### TASK TO CARRY OUT
Return verbatim the run of lines that opens with the line holding "[point] at the slope" and closes with the last line of the records.
— Start of ENTRIES —
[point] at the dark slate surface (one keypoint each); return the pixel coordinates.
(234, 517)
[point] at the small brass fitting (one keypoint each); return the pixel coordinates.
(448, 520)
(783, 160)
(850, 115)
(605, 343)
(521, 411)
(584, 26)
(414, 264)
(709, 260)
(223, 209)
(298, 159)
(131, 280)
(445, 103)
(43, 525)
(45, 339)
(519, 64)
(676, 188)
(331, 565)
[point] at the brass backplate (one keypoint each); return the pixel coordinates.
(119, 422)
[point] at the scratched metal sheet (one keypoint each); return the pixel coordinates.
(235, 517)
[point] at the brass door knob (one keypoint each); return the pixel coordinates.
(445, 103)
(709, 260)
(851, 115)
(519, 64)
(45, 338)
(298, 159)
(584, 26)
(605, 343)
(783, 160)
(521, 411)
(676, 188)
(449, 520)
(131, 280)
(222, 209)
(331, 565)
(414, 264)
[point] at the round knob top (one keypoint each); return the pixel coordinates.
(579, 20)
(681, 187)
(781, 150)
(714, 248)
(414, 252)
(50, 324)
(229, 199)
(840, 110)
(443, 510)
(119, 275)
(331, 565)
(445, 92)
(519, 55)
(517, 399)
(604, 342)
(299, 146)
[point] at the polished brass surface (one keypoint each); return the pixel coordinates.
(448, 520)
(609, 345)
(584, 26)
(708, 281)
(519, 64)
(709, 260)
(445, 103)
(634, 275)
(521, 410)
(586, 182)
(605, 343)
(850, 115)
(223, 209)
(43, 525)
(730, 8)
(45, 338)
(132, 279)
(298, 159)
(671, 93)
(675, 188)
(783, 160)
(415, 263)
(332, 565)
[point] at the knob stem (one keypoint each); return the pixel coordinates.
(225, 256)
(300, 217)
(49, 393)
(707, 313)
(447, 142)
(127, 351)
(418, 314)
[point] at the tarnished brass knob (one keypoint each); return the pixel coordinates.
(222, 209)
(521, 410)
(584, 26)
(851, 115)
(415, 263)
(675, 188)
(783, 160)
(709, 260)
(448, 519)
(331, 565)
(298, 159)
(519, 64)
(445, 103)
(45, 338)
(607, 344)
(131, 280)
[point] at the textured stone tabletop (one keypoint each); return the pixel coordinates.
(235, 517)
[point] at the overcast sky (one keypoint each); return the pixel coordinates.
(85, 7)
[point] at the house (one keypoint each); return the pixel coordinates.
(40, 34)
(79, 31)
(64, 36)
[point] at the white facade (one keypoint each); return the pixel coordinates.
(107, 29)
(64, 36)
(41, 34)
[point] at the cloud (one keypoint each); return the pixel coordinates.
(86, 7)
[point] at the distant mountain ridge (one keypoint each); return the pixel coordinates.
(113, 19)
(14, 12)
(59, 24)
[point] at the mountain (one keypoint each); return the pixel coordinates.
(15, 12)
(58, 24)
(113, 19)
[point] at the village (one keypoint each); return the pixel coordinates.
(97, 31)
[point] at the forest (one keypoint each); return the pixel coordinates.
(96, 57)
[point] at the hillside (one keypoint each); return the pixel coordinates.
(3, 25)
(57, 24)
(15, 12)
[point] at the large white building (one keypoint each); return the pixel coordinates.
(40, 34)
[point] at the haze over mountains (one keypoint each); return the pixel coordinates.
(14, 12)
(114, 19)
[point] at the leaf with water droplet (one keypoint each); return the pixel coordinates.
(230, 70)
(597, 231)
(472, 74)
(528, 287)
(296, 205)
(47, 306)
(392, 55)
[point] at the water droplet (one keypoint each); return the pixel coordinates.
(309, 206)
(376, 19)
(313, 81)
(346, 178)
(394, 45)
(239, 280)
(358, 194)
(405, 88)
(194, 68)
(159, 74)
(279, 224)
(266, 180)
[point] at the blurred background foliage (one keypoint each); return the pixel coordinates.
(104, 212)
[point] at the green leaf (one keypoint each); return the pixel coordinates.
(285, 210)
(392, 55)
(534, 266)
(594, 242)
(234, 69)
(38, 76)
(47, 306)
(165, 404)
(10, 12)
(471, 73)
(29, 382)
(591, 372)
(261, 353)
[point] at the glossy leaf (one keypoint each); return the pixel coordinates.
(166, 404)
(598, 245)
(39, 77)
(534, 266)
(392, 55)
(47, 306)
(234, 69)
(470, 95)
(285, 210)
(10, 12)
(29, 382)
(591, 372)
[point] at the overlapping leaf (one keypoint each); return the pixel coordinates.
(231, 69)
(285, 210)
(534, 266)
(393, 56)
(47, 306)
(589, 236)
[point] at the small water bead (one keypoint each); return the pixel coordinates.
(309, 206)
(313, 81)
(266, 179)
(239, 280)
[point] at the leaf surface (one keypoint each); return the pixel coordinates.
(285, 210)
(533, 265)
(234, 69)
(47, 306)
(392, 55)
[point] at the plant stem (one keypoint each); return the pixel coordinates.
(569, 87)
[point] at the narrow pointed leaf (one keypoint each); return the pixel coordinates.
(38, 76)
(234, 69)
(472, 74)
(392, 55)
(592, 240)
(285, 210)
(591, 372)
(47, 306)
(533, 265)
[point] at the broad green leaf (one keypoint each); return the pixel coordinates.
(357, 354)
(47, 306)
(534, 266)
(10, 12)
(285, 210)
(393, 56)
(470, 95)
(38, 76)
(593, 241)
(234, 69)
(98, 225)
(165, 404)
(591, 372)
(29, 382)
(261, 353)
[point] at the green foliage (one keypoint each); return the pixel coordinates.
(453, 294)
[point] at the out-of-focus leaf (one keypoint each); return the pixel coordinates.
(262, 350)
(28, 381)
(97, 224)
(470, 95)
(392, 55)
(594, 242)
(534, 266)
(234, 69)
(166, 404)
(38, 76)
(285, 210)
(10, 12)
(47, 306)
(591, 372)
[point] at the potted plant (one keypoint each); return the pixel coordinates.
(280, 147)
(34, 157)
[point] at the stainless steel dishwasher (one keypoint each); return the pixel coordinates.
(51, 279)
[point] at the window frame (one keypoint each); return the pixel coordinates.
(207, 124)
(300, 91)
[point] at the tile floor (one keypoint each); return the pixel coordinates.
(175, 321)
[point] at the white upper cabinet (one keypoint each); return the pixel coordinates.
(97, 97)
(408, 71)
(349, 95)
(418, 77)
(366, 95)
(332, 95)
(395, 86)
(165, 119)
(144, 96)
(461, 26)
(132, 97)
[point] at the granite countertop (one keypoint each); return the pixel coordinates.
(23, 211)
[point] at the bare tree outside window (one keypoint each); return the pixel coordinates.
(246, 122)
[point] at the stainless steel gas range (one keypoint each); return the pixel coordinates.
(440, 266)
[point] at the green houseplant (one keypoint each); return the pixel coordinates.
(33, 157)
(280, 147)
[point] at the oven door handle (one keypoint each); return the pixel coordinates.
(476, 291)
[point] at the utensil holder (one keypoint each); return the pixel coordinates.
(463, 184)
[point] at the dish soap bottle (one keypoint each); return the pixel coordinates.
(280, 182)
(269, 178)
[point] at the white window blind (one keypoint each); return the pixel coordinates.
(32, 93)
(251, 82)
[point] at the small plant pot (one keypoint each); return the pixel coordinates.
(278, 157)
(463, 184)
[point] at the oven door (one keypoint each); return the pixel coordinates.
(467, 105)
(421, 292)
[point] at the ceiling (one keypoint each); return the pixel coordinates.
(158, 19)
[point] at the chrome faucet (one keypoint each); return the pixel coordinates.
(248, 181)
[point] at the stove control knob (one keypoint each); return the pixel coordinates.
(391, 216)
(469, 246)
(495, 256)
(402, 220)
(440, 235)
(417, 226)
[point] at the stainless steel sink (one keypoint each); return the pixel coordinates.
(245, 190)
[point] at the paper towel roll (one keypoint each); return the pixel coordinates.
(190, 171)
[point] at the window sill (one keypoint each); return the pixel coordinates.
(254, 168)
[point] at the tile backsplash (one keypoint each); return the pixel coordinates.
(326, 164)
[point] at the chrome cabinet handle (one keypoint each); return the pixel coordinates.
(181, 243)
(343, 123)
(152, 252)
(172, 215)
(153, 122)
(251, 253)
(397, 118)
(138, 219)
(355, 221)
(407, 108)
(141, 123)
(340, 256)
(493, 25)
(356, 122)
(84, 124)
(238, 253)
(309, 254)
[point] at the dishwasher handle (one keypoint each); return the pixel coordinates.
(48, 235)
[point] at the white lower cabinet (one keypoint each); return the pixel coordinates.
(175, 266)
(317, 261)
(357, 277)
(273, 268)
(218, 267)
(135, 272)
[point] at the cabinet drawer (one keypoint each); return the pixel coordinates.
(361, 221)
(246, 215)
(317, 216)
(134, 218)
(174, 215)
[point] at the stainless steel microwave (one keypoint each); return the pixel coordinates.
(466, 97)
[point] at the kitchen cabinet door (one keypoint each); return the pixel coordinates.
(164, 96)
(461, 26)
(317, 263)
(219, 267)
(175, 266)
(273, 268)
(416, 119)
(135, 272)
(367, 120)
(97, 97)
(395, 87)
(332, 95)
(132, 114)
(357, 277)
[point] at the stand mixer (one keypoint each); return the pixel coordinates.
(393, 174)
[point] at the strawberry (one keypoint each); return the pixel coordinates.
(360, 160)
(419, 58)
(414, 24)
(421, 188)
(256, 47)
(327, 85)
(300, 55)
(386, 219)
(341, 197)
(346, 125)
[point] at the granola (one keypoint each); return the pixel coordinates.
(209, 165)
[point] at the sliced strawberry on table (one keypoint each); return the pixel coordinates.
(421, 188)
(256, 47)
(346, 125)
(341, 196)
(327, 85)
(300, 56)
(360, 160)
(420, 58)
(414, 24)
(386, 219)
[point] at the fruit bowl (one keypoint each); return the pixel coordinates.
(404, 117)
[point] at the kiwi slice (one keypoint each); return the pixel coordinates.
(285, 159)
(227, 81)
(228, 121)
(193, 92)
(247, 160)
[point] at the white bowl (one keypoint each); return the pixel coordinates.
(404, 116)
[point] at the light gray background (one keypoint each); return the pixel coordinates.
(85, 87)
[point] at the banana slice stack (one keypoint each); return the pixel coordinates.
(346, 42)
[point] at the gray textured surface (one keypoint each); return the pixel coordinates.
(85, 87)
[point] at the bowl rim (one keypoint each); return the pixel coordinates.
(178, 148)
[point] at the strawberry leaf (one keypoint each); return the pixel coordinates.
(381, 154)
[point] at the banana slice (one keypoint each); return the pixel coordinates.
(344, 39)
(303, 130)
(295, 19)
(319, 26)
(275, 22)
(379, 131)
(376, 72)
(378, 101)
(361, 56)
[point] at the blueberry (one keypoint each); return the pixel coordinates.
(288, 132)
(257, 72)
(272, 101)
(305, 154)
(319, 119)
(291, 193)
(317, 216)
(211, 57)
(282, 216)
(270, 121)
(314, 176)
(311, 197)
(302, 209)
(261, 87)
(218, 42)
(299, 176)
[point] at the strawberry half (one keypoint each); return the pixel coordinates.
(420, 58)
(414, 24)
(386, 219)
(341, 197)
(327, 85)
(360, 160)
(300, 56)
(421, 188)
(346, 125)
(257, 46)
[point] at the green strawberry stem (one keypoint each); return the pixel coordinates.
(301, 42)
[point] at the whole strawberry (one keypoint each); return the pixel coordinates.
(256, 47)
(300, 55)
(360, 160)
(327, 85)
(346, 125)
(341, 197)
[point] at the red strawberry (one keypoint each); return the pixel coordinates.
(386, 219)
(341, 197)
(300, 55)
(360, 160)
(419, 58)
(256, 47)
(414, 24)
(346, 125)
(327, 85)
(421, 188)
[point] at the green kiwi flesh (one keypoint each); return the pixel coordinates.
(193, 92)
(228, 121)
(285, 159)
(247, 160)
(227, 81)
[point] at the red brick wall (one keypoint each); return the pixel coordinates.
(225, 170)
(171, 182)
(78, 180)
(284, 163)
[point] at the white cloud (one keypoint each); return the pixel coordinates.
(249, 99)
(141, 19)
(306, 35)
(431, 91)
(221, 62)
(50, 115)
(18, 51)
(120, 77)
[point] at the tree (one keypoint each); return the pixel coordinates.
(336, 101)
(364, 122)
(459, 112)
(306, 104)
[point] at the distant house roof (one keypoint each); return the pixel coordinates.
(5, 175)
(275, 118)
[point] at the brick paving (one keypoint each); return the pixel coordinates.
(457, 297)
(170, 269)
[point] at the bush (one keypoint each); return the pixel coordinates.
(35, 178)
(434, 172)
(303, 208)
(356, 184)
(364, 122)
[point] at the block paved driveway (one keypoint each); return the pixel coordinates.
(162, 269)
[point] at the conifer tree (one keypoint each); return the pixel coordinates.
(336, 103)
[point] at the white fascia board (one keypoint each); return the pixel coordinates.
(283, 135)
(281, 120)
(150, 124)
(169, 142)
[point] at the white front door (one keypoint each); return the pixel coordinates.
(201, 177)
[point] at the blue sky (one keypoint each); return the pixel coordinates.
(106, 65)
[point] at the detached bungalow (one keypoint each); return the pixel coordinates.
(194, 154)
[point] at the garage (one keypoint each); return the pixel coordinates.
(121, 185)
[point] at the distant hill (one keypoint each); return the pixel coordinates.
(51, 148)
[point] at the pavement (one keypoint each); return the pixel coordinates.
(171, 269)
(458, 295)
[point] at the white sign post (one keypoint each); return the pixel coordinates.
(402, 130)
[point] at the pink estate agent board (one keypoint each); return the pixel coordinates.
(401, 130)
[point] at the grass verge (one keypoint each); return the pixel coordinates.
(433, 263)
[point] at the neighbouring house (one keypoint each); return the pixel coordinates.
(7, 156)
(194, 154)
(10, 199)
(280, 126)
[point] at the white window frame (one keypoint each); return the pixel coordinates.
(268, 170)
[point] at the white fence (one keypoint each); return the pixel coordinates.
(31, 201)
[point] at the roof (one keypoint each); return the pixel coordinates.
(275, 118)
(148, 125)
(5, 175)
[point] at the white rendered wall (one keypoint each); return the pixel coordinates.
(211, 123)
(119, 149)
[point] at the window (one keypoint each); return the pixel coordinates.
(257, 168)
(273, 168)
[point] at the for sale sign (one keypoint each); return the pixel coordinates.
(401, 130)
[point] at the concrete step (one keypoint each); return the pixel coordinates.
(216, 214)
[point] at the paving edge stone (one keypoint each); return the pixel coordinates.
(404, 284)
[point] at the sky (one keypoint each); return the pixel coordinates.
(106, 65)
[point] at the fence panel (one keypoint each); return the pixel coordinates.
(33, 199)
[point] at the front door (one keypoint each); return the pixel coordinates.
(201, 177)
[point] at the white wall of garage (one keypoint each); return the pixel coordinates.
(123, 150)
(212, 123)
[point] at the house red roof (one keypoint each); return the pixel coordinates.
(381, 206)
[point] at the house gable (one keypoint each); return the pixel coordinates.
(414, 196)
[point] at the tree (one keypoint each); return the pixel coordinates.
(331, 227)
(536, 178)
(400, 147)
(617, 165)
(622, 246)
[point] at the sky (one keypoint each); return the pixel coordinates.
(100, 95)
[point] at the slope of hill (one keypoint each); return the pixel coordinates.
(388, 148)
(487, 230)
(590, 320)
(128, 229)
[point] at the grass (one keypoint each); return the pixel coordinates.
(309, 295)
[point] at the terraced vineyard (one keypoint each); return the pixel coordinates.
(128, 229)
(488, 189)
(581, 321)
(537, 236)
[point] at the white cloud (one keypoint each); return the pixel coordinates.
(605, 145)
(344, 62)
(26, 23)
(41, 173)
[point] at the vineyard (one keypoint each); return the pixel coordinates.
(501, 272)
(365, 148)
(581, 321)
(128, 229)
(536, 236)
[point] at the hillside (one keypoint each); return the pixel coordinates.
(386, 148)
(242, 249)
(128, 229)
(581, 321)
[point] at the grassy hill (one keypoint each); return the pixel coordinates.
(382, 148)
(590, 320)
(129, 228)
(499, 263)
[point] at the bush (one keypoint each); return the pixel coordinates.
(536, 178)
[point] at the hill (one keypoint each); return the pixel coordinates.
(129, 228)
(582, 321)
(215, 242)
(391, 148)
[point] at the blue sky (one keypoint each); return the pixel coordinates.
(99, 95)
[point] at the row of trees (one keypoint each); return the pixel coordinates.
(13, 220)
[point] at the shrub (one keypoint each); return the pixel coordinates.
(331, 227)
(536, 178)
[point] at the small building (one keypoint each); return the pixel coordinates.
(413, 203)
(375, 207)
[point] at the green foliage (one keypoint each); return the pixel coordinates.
— End of ENTRIES —
### RESULT OF THIS EXERCISE
[point] at the slope of hill (one keypoint each); return the pixel coordinates.
(388, 148)
(487, 230)
(590, 320)
(128, 229)
[point] at the grass (one keypoint each); return the pixel coordinates.
(309, 295)
[point] at the terraced vineyard (one keypoint each); return the pixel coordinates.
(128, 229)
(488, 189)
(581, 321)
(537, 236)
[point] at the white cloud (one keypoint each); return the pixel coordinates.
(605, 145)
(344, 62)
(26, 23)
(41, 173)
[point] at the vineyard (one keypoint each); return the pixel coordinates.
(501, 272)
(365, 148)
(581, 321)
(128, 229)
(536, 236)
[point] at the hillside (one keypoint each); return the pixel coordinates.
(386, 148)
(242, 249)
(128, 229)
(581, 321)
[point] at the grassy hill (one keypoint each); return the pixel coordinates.
(382, 148)
(590, 320)
(129, 228)
(499, 263)
[point] at the bush (one keypoint each); return the pixel coordinates.
(536, 178)
[point] at the hill (one keypoint each); return the pixel coordinates.
(129, 228)
(582, 321)
(215, 242)
(391, 148)
[point] at the blue sky (one keypoint each); return the pixel coordinates.
(99, 95)
[point] at the row of trees (one keypoint each); return the pixel coordinates.
(13, 220)
[point] at the shrub (one keypoint each); return the pixel coordinates.
(331, 227)
(536, 178)
[point] at the small building (one keypoint each); return the pixel coordinates.
(413, 203)
(375, 207)
[point] at the green foliage (one keypoint each); return the pixel coordinates.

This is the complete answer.